● **BRIEF**
Somewhere below, one line contains "For each instance of the dark green" and a later line contains "For each instance of the house". Output those two lines and everything between them exactly, and nothing else.

● **MATERIAL FOR THE TASK**
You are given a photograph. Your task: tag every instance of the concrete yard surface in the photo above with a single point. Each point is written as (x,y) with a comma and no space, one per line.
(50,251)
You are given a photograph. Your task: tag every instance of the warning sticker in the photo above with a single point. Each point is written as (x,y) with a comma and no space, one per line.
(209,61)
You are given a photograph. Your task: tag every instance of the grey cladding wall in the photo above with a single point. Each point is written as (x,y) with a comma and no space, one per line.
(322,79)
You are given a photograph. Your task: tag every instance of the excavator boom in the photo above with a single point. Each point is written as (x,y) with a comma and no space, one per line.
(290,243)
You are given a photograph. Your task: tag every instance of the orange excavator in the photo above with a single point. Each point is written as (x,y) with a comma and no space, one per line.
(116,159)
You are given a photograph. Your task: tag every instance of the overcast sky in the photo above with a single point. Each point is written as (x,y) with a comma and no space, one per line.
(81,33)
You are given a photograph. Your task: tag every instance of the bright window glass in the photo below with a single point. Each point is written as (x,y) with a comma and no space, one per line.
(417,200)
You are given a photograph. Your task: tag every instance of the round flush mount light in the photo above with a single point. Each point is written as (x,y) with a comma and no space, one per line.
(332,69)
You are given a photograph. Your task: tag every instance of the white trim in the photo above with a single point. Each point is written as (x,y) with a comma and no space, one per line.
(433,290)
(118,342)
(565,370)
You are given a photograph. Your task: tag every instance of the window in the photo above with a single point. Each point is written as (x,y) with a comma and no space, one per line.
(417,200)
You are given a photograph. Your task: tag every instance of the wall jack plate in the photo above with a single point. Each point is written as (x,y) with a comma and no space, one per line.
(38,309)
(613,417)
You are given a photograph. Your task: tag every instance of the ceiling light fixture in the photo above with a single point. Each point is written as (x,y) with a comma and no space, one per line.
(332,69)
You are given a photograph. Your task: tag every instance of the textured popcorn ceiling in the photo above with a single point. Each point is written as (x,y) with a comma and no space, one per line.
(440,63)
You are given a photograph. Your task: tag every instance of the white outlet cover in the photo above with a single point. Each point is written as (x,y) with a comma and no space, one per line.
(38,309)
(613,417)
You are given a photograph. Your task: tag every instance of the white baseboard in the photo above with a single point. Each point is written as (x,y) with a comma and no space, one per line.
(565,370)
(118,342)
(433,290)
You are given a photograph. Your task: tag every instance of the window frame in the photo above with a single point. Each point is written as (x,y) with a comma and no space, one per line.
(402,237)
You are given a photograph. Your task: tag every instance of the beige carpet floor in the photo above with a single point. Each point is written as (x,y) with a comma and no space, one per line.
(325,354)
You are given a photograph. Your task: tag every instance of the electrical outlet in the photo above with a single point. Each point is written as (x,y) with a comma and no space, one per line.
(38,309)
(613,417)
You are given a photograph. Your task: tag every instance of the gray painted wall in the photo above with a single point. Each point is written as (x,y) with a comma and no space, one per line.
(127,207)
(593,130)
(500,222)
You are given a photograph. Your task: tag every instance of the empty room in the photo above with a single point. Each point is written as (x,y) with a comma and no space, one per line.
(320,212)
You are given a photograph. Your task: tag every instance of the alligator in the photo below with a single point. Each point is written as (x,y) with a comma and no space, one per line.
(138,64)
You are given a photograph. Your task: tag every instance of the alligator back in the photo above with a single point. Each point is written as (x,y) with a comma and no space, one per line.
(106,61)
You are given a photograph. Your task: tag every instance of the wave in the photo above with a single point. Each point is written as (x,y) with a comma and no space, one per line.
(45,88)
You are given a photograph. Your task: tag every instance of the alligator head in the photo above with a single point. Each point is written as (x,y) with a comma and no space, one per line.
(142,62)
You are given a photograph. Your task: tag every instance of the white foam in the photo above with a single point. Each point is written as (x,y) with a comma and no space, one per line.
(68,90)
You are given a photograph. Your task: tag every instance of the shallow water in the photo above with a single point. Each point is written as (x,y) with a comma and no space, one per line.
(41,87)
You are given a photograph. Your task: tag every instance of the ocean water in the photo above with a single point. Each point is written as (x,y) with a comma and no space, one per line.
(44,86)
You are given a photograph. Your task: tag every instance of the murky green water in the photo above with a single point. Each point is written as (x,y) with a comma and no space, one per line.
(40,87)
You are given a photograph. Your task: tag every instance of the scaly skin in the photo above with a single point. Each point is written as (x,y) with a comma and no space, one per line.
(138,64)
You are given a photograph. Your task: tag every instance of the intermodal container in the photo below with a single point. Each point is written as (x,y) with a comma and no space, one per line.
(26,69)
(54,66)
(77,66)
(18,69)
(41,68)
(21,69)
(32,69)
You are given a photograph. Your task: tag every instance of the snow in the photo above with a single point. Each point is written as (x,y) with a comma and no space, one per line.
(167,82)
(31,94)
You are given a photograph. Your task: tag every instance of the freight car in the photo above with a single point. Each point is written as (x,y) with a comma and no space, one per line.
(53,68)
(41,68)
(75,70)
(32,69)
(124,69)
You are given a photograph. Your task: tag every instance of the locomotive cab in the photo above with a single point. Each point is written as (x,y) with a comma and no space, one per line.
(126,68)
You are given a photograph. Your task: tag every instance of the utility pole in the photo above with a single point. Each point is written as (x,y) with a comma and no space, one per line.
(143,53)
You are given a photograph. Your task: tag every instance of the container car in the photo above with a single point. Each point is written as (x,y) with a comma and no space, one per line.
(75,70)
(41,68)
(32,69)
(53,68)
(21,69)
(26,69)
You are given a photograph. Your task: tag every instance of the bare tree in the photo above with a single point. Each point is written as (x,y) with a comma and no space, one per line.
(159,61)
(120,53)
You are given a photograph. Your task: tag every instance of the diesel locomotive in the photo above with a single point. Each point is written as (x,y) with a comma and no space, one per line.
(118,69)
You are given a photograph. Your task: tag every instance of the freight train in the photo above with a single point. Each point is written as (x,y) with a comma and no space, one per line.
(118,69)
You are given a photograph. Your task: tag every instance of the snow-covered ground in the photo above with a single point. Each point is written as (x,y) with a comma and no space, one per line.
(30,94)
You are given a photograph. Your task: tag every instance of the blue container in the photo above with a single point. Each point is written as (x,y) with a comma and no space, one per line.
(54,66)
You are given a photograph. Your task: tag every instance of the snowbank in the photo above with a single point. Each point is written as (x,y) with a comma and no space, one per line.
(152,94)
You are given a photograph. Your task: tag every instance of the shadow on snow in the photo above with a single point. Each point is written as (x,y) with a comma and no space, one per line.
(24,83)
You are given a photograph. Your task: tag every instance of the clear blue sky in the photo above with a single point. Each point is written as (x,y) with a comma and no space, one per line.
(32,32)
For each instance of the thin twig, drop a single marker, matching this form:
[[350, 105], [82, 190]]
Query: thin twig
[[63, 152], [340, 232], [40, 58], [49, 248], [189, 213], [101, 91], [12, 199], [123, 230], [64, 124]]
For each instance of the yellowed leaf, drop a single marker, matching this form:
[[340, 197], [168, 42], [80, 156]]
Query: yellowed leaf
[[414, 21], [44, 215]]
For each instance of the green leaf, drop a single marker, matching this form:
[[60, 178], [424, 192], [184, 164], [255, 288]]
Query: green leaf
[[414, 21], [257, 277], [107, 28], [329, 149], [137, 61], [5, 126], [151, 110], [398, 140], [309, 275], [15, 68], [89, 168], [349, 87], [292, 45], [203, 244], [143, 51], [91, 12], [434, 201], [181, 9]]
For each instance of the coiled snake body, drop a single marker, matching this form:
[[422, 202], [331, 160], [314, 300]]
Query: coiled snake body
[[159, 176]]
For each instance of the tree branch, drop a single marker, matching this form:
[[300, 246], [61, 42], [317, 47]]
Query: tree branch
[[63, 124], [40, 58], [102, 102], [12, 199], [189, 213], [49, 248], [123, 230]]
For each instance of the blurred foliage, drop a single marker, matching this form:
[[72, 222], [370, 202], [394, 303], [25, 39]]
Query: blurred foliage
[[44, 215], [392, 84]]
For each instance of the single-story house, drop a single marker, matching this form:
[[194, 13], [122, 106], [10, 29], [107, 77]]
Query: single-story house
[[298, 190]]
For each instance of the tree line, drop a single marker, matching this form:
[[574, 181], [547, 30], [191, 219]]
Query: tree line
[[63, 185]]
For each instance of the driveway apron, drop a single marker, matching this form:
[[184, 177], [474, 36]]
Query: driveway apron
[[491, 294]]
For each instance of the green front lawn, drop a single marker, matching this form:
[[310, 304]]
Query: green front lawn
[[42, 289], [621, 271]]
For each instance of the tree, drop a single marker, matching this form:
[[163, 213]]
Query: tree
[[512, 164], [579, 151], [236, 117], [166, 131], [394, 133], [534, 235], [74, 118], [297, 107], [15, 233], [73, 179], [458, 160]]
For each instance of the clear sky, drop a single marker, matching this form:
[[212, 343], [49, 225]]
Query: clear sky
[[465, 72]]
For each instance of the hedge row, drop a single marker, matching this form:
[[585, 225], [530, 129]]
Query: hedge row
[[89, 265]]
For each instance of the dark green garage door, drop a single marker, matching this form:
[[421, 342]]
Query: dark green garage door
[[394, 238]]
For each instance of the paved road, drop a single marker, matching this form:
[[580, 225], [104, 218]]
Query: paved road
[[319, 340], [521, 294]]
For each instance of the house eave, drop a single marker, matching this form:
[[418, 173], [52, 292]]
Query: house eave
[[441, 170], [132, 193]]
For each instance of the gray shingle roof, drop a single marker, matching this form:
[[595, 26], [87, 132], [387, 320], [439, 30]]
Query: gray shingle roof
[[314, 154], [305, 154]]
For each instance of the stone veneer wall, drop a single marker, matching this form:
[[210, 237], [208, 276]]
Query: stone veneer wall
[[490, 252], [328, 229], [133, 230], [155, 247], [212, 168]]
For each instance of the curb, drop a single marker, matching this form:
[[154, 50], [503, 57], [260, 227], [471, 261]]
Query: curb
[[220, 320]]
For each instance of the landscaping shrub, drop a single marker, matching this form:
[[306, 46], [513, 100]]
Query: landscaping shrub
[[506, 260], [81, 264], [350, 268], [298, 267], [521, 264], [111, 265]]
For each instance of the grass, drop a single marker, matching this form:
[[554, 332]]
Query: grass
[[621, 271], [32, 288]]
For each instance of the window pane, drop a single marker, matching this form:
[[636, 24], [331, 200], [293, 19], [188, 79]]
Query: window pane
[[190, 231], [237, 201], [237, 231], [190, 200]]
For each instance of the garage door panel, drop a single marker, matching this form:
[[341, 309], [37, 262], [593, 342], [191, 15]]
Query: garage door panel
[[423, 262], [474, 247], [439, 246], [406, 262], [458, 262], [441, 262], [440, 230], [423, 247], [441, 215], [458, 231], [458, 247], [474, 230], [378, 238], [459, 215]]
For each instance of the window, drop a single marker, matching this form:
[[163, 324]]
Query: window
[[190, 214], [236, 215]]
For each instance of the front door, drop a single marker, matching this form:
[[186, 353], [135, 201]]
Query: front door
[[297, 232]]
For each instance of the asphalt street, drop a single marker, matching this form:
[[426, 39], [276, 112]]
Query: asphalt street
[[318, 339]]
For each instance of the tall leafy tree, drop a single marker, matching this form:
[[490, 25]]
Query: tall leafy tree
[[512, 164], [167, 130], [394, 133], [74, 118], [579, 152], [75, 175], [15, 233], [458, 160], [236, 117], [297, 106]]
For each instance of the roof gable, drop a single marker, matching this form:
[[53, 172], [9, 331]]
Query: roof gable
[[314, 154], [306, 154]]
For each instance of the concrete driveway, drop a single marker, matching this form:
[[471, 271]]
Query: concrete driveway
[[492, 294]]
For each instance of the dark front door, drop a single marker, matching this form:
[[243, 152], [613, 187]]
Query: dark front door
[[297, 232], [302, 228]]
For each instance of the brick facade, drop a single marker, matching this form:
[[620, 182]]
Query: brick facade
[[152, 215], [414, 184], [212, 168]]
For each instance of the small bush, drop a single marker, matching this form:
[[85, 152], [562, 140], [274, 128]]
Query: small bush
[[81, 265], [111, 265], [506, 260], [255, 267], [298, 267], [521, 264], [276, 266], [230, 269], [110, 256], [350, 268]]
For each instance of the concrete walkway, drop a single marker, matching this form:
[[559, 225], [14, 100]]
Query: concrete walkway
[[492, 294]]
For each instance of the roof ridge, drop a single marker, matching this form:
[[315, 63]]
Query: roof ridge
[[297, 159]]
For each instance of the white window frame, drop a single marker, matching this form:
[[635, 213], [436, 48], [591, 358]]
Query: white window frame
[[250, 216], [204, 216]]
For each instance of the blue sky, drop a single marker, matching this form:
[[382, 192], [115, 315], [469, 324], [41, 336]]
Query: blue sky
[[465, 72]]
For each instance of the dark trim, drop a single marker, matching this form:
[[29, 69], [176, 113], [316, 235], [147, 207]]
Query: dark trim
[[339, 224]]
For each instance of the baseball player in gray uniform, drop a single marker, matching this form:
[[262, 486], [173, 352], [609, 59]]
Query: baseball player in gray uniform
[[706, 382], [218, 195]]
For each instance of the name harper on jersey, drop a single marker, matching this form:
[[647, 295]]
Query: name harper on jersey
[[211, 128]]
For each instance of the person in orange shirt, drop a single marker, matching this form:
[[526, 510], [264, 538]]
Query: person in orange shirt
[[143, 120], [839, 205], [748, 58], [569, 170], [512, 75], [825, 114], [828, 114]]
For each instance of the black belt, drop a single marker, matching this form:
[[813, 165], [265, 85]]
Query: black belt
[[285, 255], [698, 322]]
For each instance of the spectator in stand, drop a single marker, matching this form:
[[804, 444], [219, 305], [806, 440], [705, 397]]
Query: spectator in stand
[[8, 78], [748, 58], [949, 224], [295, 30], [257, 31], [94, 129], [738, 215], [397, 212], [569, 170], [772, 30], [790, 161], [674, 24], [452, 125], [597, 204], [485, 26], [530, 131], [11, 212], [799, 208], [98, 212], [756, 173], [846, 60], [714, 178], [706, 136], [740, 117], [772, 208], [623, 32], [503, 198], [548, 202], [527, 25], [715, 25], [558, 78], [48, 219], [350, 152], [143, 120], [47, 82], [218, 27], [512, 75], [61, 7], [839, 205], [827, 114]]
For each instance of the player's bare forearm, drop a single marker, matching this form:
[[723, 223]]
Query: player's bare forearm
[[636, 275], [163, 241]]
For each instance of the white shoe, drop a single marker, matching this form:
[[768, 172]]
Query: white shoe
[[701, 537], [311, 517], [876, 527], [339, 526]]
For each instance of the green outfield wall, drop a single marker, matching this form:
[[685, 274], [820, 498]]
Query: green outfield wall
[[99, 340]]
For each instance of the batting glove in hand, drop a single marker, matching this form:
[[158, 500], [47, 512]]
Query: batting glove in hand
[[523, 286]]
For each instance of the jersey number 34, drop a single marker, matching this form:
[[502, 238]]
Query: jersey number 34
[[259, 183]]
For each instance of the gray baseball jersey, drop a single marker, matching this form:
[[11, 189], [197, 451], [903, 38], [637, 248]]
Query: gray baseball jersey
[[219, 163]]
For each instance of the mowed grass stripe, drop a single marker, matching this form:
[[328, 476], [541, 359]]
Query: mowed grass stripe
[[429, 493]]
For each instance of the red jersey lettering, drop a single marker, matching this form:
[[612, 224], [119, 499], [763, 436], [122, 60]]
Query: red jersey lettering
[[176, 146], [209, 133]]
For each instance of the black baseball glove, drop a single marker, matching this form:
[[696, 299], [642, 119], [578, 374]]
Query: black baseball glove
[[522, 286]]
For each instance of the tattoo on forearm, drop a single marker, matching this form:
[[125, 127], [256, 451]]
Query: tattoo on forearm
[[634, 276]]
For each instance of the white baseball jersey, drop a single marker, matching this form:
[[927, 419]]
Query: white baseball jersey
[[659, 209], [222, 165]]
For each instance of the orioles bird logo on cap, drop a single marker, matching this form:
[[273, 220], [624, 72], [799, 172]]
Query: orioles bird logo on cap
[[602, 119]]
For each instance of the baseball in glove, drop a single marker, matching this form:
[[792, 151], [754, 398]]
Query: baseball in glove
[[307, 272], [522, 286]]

● **OUTPUT OF THE TASK**
For each instance of the dark green garage door, drop a single marker, matching this form:
[[421, 342]]
Query: dark green garage door
[[394, 238]]
For each instance of the paved road, drop a single marker, matching this form:
[[580, 225], [104, 218]]
Query: paved road
[[319, 340], [521, 294]]
For each instance of the house eave, drop a single marker, matching this form:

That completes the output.